> **PROBLEM DETAILS**
Repeat the entries that follow verbatim, without any of their pictures.

> **WORKING DATA**
■ ■ ■ ■
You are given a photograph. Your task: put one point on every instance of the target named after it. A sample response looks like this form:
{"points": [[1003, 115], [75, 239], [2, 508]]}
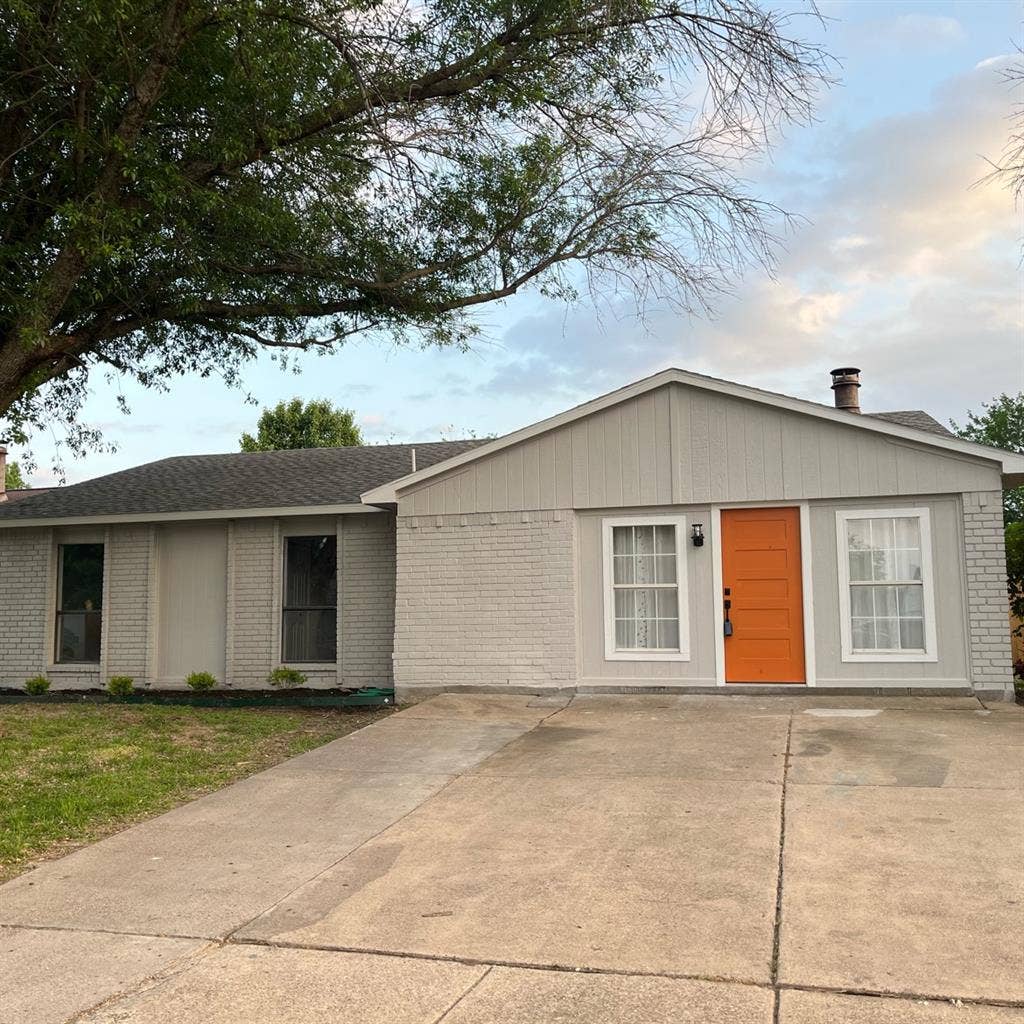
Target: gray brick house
{"points": [[682, 532]]}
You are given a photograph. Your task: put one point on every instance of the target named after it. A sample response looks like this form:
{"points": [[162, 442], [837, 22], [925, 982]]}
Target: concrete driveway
{"points": [[640, 859]]}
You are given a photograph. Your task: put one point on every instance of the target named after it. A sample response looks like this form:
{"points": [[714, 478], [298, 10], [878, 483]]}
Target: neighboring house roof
{"points": [[892, 424], [914, 418], [17, 494], [258, 482]]}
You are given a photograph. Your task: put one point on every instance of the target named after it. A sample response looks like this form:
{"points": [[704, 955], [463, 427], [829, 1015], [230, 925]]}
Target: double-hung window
{"points": [[80, 602], [645, 589], [886, 597], [309, 624]]}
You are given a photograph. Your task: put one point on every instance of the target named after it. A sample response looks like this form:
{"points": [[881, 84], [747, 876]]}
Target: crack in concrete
{"points": [[770, 986], [468, 991], [777, 929]]}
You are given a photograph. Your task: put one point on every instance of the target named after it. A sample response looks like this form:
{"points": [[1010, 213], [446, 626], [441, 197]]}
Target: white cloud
{"points": [[919, 32], [909, 267]]}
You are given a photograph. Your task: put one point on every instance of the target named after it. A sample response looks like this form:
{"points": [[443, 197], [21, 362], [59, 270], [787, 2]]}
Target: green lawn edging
{"points": [[371, 696]]}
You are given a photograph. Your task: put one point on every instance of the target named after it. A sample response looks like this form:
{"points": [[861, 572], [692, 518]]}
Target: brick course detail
{"points": [[486, 600]]}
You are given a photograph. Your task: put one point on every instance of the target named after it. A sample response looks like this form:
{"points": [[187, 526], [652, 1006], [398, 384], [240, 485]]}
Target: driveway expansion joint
{"points": [[777, 929]]}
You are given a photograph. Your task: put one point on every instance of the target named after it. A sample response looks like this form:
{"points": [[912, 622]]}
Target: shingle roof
{"points": [[914, 418], [16, 494], [241, 480]]}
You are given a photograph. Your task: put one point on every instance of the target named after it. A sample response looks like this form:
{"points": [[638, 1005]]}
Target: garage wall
{"points": [[192, 597], [485, 601]]}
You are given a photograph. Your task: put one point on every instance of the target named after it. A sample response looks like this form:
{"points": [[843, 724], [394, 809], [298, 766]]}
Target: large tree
{"points": [[297, 424], [185, 181], [12, 479], [1000, 423]]}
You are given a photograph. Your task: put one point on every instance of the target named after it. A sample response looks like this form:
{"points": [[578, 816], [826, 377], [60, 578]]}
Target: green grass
{"points": [[73, 773]]}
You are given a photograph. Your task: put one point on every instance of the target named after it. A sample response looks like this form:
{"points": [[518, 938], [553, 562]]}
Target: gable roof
{"points": [[226, 485], [17, 494], [922, 429], [914, 418]]}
■ ■ ■ ■
> **EXERCISE RESULT**
You are given a photograph. Your task: put one point on every instance of the target named after it. A sample response looks like this form:
{"points": [[1003, 115], [75, 239], [2, 508]]}
Target: gray brick house
{"points": [[682, 532]]}
You are given a photograph. Your task: put one point on every instance of the target named after it. A sample response looks like this form:
{"points": [[162, 442], [837, 22], [925, 982]]}
Target: concrete driveway
{"points": [[640, 859]]}
You are given a photograph. Your task: put one point on every instance of the target named after it. A sample response looks like this form:
{"points": [[714, 478], [298, 10], [878, 483]]}
Target: neighboring house roof
{"points": [[892, 424], [914, 418], [17, 494], [258, 482]]}
You are given a photograph. Your task: put one point on every instance of the target named after it. A sample response looks like this form:
{"points": [[704, 955], [463, 427], [829, 1015], [230, 925]]}
Target: double-hung window
{"points": [[80, 602], [645, 589], [886, 597], [309, 624]]}
You are given a photograph. Your task: put one point on every instance of the target named after it. A sample response looks like this form:
{"points": [[881, 84], [747, 876]]}
Target: crack in concrete
{"points": [[770, 986], [468, 991], [777, 929]]}
You are given a photograph. Your task: put one point on every instance of the target named after it. A sample response looks like this form:
{"points": [[1010, 213], [446, 626], [441, 197]]}
Target: white cloud
{"points": [[919, 32], [909, 267]]}
You are given a photograph. Your task: put one point on every instance of the target named after it. A sample response looks like this form:
{"points": [[443, 197], [21, 362], [59, 270], [787, 2]]}
Target: green lawn edging
{"points": [[371, 696]]}
You are given a photograph. Your task: put one point on every instance of the target named after it. A sample response looks like this form:
{"points": [[861, 572], [692, 518]]}
Target: brick course detail
{"points": [[486, 600]]}
You are given a photograph. Your task: put one point on every instance of the target named after it. A sample response looks like this form:
{"points": [[187, 526], [652, 1006], [398, 384], [240, 485]]}
Target: driveway expansion joint
{"points": [[777, 929]]}
You are given a photograph. Your task: put one point on every instance of the target named after it. A sample response looks like this form:
{"points": [[912, 622]]}
Target: shingle roof
{"points": [[914, 418], [16, 494], [241, 480]]}
You are given a photograph. Your task: put one point on every instance of the target named after it. A sample response looks like this form:
{"points": [[638, 1005]]}
Target: garage wall
{"points": [[192, 597], [485, 601]]}
You are given a photograph. Your task: put one point on every instance of the target named after it. A sample response looks like this form:
{"points": [[843, 724], [394, 809], [298, 766]]}
Target: large tree
{"points": [[297, 424], [185, 181], [12, 479], [1000, 423]]}
You are given a photograph. Your task: put one point on every instance of the target named after it. A sample response looks like this form:
{"points": [[578, 816], [826, 377], [60, 578]]}
Target: green grass
{"points": [[73, 773]]}
You are given a photograph. Your task: put one point on every instance of the target named after it. A sample response looks like this form:
{"points": [[518, 938], [553, 562]]}
Target: gable roof
{"points": [[226, 485], [17, 494], [922, 429], [914, 418]]}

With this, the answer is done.